BEGIN Dataset
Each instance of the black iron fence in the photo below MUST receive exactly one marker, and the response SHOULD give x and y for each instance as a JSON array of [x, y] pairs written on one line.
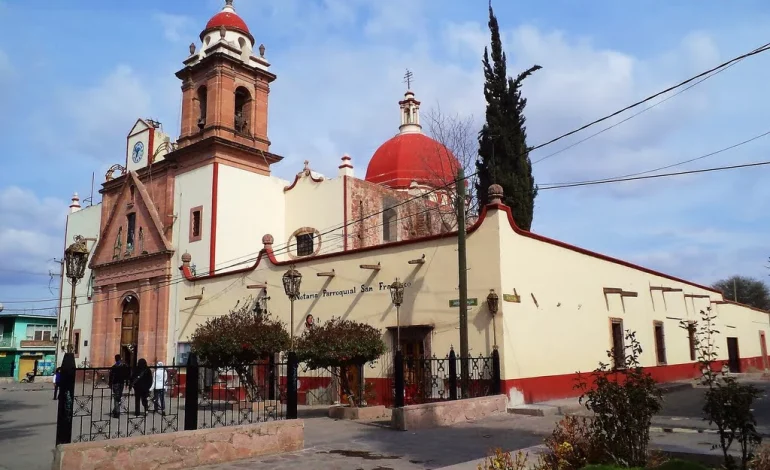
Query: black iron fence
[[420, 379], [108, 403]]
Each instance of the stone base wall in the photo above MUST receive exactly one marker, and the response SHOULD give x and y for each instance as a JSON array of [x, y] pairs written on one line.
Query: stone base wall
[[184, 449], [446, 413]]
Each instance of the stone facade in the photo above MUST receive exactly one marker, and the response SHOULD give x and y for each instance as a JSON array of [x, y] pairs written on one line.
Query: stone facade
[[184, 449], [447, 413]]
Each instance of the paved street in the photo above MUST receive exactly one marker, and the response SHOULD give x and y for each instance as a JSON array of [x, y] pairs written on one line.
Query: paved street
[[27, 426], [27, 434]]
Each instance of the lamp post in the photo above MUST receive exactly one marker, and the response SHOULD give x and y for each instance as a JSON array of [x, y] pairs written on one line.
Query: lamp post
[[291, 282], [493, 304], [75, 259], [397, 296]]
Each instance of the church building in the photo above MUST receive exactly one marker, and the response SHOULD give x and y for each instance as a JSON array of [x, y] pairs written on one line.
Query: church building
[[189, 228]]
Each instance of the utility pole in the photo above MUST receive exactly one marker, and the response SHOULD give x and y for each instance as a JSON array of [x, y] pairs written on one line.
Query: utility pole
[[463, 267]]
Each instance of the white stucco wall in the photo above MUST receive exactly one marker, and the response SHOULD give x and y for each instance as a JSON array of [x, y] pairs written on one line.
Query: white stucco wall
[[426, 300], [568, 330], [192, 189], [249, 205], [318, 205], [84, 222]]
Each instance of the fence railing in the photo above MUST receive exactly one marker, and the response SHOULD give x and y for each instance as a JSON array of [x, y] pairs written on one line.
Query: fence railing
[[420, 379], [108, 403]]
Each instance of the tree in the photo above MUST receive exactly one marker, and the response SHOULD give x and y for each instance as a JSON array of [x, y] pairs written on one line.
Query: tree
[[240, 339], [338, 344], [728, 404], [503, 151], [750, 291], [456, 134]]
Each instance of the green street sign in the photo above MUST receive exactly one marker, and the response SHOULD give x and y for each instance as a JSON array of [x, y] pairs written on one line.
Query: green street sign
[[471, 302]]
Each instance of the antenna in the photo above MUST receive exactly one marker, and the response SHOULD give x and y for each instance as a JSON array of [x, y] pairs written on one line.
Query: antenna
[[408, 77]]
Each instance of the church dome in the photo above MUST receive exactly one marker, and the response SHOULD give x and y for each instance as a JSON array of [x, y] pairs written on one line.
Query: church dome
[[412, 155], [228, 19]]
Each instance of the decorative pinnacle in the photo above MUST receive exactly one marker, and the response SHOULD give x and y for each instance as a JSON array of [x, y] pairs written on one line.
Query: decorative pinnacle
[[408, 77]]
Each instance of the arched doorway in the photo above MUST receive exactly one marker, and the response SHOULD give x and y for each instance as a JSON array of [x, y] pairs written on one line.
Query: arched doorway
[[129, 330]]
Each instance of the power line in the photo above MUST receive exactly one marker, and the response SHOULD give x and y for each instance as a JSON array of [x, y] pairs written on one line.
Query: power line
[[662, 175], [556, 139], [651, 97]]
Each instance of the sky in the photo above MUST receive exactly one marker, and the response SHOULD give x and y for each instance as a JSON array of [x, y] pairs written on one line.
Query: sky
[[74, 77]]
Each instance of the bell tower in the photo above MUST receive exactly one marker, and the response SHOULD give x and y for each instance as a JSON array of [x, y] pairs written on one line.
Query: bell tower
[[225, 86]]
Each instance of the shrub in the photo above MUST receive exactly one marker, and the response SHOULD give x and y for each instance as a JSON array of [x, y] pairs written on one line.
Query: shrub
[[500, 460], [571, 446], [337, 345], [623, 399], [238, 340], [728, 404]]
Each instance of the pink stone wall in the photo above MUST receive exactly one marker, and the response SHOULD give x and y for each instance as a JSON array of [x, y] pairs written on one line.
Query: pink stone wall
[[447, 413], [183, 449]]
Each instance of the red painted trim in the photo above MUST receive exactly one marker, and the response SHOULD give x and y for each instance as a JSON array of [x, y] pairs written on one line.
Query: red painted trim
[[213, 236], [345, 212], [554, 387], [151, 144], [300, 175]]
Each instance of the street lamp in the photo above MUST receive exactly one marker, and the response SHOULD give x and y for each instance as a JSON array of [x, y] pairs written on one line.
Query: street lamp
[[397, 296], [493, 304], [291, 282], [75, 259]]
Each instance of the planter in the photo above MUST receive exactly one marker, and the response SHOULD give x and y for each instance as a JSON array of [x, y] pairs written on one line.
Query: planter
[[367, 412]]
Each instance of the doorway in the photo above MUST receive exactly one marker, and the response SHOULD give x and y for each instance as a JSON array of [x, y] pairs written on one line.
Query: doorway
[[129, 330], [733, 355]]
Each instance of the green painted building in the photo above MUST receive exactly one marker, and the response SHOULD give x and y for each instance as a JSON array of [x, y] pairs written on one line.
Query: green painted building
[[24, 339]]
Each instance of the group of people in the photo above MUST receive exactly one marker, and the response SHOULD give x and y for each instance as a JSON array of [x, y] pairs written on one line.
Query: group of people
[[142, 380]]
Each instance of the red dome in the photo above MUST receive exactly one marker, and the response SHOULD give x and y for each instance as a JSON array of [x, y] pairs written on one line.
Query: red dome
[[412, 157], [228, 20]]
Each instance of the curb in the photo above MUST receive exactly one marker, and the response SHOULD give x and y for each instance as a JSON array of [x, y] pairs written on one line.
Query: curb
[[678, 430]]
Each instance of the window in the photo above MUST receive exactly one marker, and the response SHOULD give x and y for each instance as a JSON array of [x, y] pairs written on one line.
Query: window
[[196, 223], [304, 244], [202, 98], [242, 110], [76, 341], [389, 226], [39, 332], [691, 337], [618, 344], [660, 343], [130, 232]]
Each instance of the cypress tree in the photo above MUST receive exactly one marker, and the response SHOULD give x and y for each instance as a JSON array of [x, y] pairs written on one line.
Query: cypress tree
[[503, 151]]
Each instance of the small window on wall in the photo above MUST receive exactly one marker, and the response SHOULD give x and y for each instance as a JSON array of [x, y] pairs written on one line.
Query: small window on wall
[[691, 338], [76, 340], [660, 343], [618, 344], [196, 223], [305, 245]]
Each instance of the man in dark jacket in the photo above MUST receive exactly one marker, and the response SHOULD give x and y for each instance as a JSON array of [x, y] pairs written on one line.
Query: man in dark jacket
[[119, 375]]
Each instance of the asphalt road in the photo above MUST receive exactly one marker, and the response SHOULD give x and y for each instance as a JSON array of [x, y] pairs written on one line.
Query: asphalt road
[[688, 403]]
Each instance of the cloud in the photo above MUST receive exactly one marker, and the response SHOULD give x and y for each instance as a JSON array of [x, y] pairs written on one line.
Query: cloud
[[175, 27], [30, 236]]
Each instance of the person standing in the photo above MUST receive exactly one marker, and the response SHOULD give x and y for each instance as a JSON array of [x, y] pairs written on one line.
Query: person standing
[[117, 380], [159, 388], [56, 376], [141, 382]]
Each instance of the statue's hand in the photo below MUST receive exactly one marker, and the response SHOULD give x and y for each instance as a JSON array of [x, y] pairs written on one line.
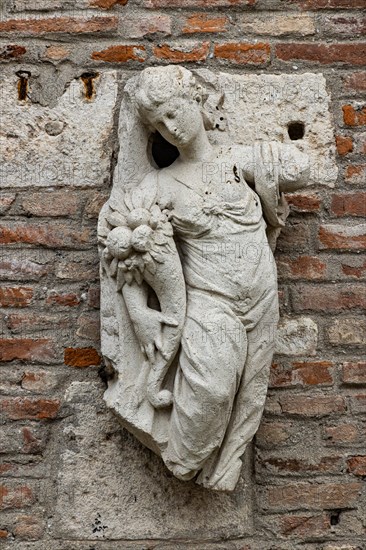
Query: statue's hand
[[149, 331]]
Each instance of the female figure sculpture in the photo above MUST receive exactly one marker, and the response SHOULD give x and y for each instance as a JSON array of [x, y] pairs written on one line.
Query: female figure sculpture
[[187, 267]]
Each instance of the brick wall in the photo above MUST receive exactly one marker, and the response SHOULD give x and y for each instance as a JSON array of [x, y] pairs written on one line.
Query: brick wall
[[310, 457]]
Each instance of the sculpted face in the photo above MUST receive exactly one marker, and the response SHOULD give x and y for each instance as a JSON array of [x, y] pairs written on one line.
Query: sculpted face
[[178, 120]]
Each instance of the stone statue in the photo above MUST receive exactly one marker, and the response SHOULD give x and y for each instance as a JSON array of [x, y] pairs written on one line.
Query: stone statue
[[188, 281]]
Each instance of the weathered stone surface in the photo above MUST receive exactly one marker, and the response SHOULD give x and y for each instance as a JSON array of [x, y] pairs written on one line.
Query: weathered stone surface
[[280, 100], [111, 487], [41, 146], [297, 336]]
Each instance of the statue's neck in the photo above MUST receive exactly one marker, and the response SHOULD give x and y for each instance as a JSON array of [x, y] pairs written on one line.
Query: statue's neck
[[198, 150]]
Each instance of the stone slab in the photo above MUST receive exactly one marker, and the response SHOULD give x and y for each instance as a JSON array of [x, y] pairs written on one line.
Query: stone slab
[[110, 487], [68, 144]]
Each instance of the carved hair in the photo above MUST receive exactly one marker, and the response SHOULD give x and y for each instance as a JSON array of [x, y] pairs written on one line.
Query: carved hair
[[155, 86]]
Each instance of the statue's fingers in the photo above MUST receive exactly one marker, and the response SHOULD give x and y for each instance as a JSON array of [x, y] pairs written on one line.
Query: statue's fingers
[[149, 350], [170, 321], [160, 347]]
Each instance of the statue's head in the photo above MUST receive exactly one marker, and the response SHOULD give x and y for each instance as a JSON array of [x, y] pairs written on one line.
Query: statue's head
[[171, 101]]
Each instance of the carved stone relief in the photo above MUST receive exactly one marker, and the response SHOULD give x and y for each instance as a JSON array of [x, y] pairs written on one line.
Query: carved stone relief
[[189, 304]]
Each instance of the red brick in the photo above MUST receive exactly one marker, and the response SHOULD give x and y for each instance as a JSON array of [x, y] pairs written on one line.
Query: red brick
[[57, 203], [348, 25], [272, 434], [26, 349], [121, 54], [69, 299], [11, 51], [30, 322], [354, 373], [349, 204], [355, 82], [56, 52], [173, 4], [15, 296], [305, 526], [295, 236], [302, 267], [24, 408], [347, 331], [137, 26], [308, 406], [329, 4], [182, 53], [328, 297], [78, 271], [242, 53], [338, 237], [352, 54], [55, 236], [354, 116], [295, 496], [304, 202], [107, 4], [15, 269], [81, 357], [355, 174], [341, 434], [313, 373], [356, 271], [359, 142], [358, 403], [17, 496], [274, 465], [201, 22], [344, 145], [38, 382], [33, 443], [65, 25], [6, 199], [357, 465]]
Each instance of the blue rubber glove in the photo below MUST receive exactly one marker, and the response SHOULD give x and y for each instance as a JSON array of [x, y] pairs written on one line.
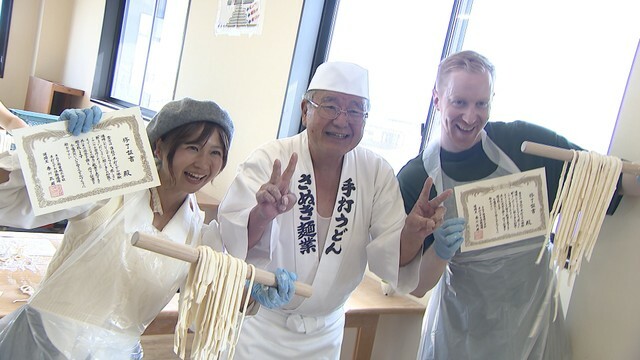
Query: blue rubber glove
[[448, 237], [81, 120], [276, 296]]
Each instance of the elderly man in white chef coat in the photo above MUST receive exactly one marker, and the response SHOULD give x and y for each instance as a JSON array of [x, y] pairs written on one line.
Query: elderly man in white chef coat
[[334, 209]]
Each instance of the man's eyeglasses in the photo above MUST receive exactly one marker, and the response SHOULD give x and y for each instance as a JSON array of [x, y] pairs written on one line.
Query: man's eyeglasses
END Dataset
▶ _Work request_: Copy out exactly the lines running from the line with "Each instance of the elderly" to the end of the records, inclusive.

▶ _Expected output_:
Each instance of the elderly man in white chef coat in the photo above MUST receive exactly one marker, and the response SHOULD give x and y for each instance as a JSON array of [x, y] pairs written on one line.
Query: elderly man in white chef coat
[[334, 209]]
Each instance of the man's eyeglasses in the photo above MUST receive exactly one marker, and the response SHOULD give x and y for each instance as a JSON array of [x, y] pairs written on one line.
Query: man's eyeglasses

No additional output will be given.